> **Materials provided**:
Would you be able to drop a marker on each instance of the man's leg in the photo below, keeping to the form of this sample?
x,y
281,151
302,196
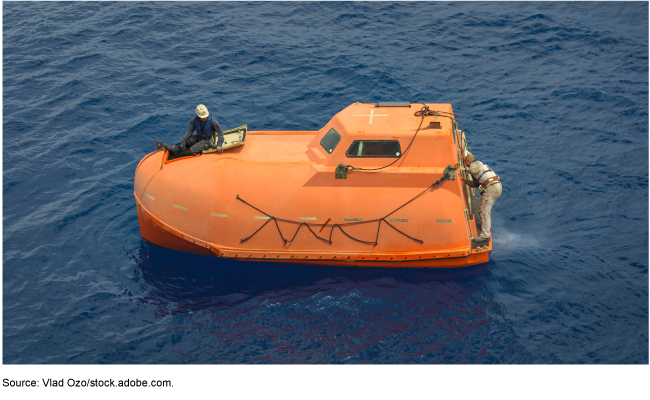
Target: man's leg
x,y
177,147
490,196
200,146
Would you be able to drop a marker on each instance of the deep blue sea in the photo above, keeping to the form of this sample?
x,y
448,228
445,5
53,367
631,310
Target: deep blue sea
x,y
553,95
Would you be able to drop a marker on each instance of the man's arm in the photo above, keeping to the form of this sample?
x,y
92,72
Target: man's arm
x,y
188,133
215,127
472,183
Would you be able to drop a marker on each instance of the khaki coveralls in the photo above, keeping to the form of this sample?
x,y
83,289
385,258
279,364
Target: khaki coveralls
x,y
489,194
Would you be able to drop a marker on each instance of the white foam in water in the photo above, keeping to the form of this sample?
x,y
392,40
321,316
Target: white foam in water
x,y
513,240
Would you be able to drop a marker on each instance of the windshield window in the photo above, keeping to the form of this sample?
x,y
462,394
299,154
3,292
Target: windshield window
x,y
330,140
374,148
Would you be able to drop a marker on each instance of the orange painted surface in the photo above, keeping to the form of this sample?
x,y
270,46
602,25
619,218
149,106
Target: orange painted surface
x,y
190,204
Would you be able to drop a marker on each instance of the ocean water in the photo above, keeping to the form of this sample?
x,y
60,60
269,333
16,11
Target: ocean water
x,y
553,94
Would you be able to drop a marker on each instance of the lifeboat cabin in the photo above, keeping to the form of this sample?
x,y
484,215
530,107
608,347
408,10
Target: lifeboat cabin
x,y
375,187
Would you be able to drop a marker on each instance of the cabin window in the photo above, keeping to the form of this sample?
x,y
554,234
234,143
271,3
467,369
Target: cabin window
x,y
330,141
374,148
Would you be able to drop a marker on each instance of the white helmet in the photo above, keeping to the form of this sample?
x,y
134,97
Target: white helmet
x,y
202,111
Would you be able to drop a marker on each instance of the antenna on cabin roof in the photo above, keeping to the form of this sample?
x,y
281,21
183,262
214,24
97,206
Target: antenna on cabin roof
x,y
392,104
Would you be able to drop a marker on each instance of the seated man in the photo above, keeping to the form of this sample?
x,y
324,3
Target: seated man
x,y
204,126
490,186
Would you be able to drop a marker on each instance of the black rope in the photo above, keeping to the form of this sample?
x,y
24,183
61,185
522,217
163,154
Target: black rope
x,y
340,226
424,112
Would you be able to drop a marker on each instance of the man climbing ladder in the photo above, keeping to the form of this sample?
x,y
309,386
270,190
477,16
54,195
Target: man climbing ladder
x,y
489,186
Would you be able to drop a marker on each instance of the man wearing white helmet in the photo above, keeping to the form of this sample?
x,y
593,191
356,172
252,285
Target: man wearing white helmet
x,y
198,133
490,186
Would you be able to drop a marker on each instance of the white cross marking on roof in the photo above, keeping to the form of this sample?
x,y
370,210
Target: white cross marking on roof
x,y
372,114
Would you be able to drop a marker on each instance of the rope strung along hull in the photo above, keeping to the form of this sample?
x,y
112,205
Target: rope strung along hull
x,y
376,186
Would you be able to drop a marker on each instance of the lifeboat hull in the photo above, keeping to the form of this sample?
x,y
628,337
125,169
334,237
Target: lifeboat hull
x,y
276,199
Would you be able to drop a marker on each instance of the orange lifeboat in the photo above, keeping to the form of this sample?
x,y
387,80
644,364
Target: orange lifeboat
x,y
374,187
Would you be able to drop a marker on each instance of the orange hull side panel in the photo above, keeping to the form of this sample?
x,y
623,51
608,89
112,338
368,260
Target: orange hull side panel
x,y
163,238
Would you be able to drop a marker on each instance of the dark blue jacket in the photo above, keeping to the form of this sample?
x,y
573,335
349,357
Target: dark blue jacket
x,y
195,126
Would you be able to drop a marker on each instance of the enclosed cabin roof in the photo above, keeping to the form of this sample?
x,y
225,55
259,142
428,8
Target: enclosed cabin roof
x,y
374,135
---
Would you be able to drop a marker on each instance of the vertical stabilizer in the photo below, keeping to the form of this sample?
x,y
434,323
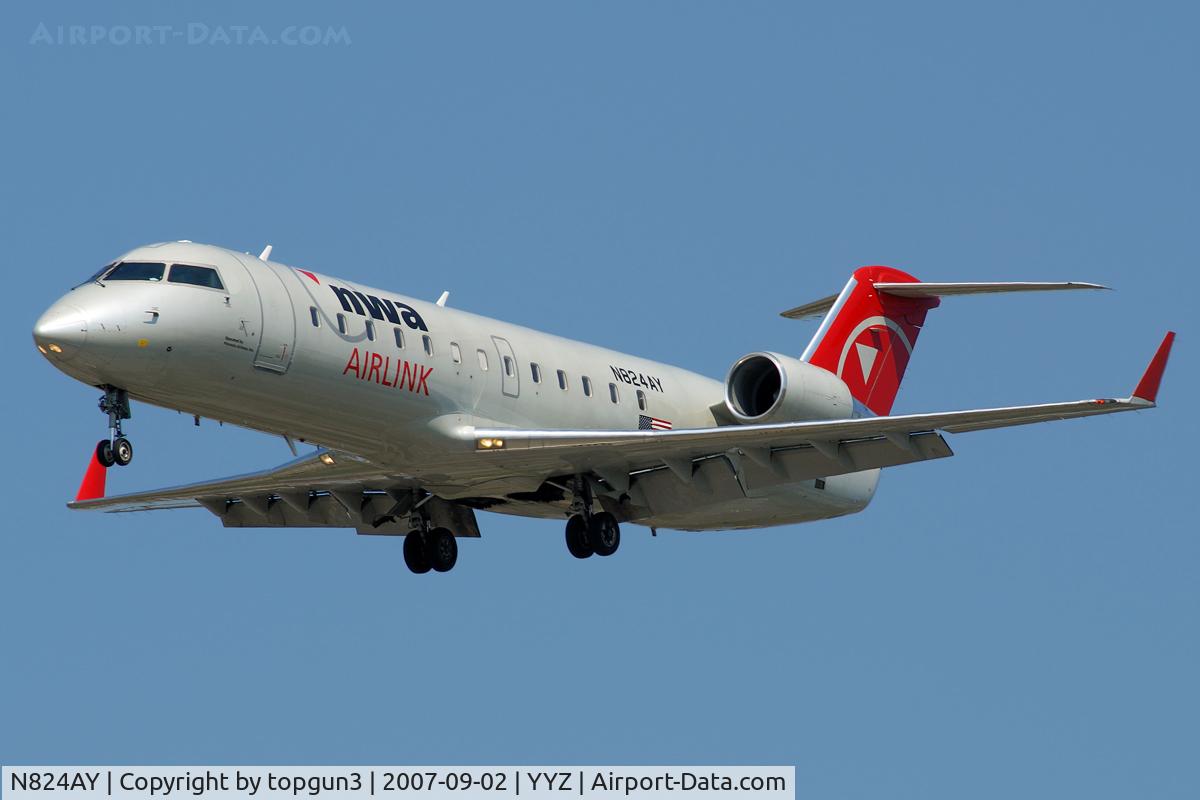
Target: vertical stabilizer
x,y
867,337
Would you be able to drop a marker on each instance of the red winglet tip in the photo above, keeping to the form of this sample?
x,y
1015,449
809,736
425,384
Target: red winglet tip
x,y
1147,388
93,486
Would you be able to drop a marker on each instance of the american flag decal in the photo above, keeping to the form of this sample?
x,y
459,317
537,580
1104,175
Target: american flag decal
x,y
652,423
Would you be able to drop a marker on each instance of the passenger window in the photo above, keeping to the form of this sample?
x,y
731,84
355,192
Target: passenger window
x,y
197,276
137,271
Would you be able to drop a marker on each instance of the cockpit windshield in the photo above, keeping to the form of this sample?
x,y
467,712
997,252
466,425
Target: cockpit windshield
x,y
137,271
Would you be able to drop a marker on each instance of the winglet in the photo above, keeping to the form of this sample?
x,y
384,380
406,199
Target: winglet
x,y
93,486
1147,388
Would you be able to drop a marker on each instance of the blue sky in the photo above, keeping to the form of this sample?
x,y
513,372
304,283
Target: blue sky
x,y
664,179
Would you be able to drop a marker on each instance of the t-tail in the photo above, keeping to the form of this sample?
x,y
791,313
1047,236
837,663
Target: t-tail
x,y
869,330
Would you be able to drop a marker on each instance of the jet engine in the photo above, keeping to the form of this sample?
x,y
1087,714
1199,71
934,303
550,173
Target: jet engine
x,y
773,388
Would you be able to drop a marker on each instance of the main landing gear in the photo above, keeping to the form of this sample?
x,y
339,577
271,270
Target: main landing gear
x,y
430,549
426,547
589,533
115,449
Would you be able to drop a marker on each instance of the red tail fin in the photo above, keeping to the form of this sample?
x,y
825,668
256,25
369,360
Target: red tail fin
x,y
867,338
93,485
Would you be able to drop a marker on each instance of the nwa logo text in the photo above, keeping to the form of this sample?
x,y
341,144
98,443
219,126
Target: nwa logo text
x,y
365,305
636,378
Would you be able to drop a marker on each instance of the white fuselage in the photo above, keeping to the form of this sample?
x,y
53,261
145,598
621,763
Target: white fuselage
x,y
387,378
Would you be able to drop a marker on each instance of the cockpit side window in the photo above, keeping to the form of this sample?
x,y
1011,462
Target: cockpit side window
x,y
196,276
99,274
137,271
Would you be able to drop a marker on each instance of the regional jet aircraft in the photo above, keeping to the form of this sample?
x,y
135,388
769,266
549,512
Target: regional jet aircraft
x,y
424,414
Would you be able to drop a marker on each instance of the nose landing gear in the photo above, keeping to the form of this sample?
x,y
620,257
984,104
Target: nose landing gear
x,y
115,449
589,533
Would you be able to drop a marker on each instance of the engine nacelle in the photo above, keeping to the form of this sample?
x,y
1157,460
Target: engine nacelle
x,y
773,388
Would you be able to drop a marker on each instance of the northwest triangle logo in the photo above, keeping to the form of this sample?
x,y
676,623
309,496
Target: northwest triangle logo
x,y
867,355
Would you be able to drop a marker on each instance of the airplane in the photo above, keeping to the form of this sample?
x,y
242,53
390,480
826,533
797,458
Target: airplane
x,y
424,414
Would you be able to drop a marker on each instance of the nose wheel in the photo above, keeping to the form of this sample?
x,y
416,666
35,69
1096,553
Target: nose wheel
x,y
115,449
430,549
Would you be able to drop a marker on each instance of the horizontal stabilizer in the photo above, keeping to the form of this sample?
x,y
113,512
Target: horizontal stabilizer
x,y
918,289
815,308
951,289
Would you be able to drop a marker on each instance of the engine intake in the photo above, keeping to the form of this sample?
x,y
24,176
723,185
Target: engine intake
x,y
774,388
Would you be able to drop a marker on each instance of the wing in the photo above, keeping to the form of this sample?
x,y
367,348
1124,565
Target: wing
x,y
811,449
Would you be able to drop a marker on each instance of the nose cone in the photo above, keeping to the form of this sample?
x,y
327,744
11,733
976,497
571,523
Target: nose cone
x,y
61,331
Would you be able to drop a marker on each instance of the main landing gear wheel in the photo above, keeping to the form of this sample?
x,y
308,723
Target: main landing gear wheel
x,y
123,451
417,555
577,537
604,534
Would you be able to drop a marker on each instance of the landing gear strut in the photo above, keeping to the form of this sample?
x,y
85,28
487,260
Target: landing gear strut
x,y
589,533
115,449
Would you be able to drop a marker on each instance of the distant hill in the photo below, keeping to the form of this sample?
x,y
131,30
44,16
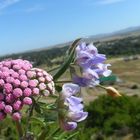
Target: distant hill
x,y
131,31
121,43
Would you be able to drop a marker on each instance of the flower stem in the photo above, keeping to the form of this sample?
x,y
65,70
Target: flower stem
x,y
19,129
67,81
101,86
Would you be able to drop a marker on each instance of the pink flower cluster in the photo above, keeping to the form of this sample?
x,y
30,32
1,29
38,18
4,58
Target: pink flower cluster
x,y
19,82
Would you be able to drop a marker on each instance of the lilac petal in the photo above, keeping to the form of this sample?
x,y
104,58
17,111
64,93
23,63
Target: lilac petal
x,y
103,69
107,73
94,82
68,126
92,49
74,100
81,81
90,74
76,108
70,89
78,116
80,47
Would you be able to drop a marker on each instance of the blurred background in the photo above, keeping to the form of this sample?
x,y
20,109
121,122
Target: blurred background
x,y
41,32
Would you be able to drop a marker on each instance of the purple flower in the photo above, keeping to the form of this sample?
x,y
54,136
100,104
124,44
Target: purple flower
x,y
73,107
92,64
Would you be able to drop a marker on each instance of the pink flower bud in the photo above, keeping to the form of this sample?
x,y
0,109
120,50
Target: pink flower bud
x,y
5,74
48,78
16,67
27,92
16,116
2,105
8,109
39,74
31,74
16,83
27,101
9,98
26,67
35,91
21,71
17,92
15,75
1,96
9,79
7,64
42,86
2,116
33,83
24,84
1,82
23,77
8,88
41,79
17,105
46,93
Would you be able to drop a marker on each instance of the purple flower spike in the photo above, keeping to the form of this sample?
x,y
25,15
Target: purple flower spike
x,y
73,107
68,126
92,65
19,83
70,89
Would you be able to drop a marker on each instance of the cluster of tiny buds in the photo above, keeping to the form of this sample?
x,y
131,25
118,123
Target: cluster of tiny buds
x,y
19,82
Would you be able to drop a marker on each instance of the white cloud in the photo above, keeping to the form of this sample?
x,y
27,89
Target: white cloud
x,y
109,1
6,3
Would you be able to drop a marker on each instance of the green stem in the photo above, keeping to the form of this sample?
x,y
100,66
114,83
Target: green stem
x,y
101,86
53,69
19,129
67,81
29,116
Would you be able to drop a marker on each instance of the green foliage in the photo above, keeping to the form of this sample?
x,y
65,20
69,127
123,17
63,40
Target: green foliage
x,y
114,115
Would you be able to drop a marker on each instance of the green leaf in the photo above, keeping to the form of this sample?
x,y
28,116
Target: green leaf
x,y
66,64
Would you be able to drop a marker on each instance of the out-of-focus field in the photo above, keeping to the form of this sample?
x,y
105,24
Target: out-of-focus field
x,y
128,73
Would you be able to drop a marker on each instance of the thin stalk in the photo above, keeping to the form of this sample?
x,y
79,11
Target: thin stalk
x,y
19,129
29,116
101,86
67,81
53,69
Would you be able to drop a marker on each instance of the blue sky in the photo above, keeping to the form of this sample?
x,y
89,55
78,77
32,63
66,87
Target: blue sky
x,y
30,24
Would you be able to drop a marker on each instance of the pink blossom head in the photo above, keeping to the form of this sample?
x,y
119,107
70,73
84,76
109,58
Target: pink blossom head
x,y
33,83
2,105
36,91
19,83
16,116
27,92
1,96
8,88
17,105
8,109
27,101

> **Work request**: List the lines of the entries that include "below".

> **Result of this exercise**:
Would you be able to drop a marker on each instance of the man's leg in the photo below, keeping to the form of this sample?
Would you be able to drop a marker on each instance of the vertical stabilizer in the photo below, keeping to the form of this sample?
Would you be able to drop a marker on each instance of the distant hill in the photo below, keeping to the form of this sample?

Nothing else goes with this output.